This is History…that is not over


In Freeing the Insane time/history is layered in space. Moving from back to front, the first layer is a 9’ x 12’ painting after Tony Robert-Fleury’s nineteenth century work, Pinel Freeing the Insane. On the surface of the painting are mounted small black and white photographs. These are a combination of re-photographed, manipulated versions of pictures of nineteenth century hysterics and contemporary fashion images. At staggered distances, in front of the painting and photographs hang two large scrolls. One scroll reproduces an excerpt from Freud’s famous Fragment of an Analysis of a Case of Hysteria. The other presents an encapsulated commentary on the history of hysteria.
________________
§ **Your instructions**:
Set down, word for word, the part of the text on Freeing the Insane starting at "In Freeing the" and ending at "history of hysteria.".
________________
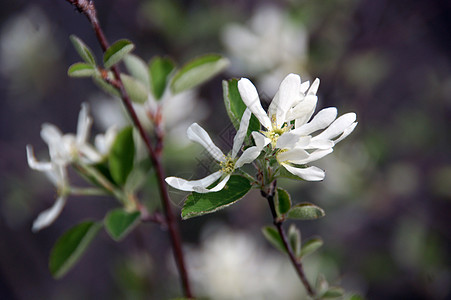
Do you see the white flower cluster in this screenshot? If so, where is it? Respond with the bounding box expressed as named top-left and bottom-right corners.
top-left (27, 103), bottom-right (116, 231)
top-left (186, 226), bottom-right (306, 299)
top-left (166, 74), bottom-right (357, 193)
top-left (221, 5), bottom-right (308, 95)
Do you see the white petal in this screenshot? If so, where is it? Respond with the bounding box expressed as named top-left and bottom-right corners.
top-left (282, 164), bottom-right (326, 181)
top-left (232, 108), bottom-right (251, 158)
top-left (277, 148), bottom-right (309, 163)
top-left (252, 131), bottom-right (271, 150)
top-left (76, 103), bottom-right (92, 145)
top-left (271, 74), bottom-right (301, 128)
top-left (294, 135), bottom-right (312, 149)
top-left (307, 78), bottom-right (319, 95)
top-left (313, 113), bottom-right (357, 140)
top-left (45, 164), bottom-right (68, 190)
top-left (238, 78), bottom-right (271, 129)
top-left (334, 122), bottom-right (358, 144)
top-left (235, 146), bottom-right (262, 169)
top-left (186, 123), bottom-right (224, 161)
top-left (27, 145), bottom-right (52, 172)
top-left (292, 107), bottom-right (337, 135)
top-left (301, 80), bottom-right (310, 94)
top-left (165, 171), bottom-right (223, 192)
top-left (194, 174), bottom-right (230, 194)
top-left (41, 123), bottom-right (63, 145)
top-left (303, 139), bottom-right (335, 149)
top-left (287, 95), bottom-right (318, 128)
top-left (32, 196), bottom-right (66, 232)
top-left (276, 132), bottom-right (299, 149)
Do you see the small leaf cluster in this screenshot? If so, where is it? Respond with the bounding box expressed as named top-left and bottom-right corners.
top-left (37, 36), bottom-right (231, 278)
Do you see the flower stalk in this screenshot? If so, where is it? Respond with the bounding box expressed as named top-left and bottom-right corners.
top-left (63, 0), bottom-right (193, 298)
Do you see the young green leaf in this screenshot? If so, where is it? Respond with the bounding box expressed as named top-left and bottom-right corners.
top-left (124, 54), bottom-right (150, 90)
top-left (70, 35), bottom-right (96, 66)
top-left (276, 188), bottom-right (291, 216)
top-left (182, 175), bottom-right (251, 219)
top-left (262, 226), bottom-right (287, 253)
top-left (149, 56), bottom-right (175, 100)
top-left (103, 208), bottom-right (140, 241)
top-left (67, 63), bottom-right (97, 77)
top-left (171, 54), bottom-right (229, 94)
top-left (288, 224), bottom-right (301, 258)
top-left (108, 127), bottom-right (135, 186)
top-left (121, 74), bottom-right (148, 103)
top-left (92, 75), bottom-right (121, 97)
top-left (301, 237), bottom-right (323, 257)
top-left (49, 221), bottom-right (102, 278)
top-left (321, 286), bottom-right (345, 299)
top-left (103, 39), bottom-right (135, 69)
top-left (222, 79), bottom-right (260, 134)
top-left (287, 202), bottom-right (326, 220)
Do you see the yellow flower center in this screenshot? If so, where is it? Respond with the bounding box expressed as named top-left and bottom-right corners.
top-left (219, 156), bottom-right (236, 174)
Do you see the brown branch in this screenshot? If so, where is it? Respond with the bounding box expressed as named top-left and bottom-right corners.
top-left (67, 0), bottom-right (193, 298)
top-left (261, 180), bottom-right (315, 298)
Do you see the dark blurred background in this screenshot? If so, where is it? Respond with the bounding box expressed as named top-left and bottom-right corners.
top-left (0, 0), bottom-right (451, 299)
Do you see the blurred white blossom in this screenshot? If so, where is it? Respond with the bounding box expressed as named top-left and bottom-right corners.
top-left (222, 6), bottom-right (308, 95)
top-left (186, 228), bottom-right (306, 300)
top-left (26, 103), bottom-right (116, 231)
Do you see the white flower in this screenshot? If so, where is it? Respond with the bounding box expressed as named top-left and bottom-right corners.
top-left (186, 225), bottom-right (306, 300)
top-left (238, 74), bottom-right (357, 181)
top-left (166, 109), bottom-right (262, 193)
top-left (27, 144), bottom-right (69, 231)
top-left (27, 103), bottom-right (116, 231)
top-left (221, 6), bottom-right (308, 95)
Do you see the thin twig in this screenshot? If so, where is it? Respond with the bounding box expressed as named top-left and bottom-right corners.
top-left (67, 0), bottom-right (193, 298)
top-left (261, 180), bottom-right (315, 298)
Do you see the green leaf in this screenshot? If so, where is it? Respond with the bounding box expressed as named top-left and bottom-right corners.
top-left (124, 158), bottom-right (152, 194)
top-left (287, 202), bottom-right (326, 220)
top-left (182, 175), bottom-right (251, 219)
top-left (262, 226), bottom-right (287, 253)
top-left (67, 63), bottom-right (97, 77)
top-left (121, 74), bottom-right (148, 103)
top-left (103, 39), bottom-right (135, 69)
top-left (108, 127), bottom-right (135, 186)
top-left (149, 56), bottom-right (175, 100)
top-left (92, 75), bottom-right (121, 97)
top-left (171, 54), bottom-right (229, 94)
top-left (276, 188), bottom-right (291, 216)
top-left (288, 224), bottom-right (301, 258)
top-left (103, 208), bottom-right (141, 241)
top-left (70, 35), bottom-right (96, 66)
top-left (124, 54), bottom-right (150, 90)
top-left (49, 221), bottom-right (102, 278)
top-left (321, 286), bottom-right (345, 299)
top-left (301, 237), bottom-right (324, 257)
top-left (222, 79), bottom-right (260, 135)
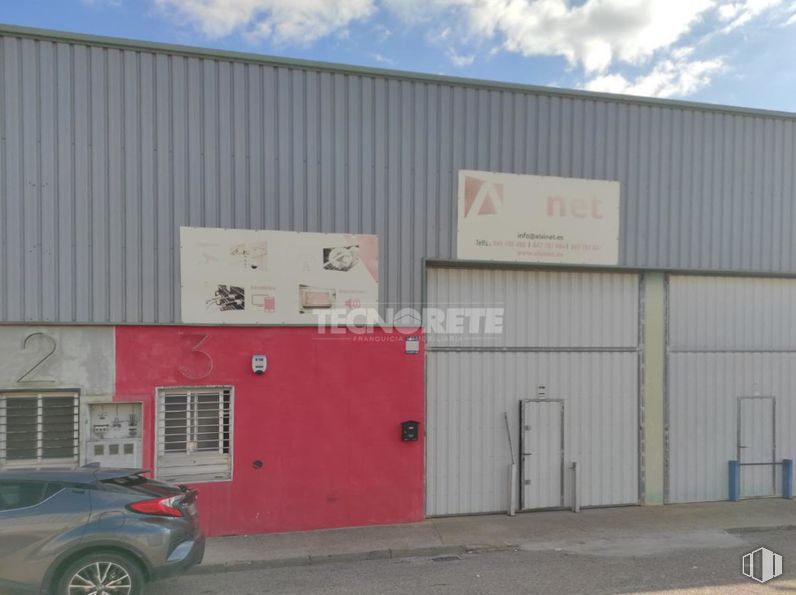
________________
§ **Answer space**:
In Freeing the Insane time/history is layered in space. Moving from back to front, the first layer is a 9’ x 12’ painting after Tony Robert-Fleury’s nineteenth century work, Pinel Freeing the Insane. On the surface of the painting are mounted small black and white photographs. These are a combination of re-photographed, manipulated versions of pictures of nineteenth century hysterics and contemporary fashion images. At staggered distances, in front of the painting and photographs hang two large scrolls. One scroll reproduces an excerpt from Freud’s famous Fragment of an Analysis of a Case of Hysteria. The other presents an encapsulated commentary on the history of hysteria.